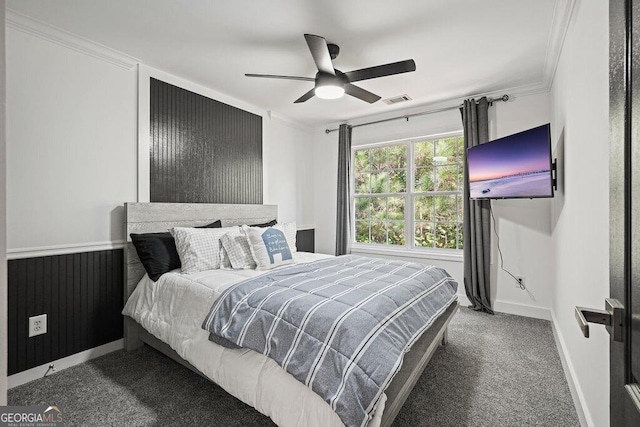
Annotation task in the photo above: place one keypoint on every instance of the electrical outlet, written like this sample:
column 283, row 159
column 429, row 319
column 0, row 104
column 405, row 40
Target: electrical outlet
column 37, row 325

==

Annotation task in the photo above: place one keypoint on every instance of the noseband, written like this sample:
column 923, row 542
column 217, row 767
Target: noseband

_WORK ITEM_
Please, from the material above, copy only the lines from the line with "the noseband, written" up to and including the line with "Target: noseband", exactly as written.

_RESPONSE TO THE TASK_
Annotation task in the photo above: place one keypoint on every instance of the noseband, written like this sample:
column 923, row 542
column 217, row 767
Target: noseband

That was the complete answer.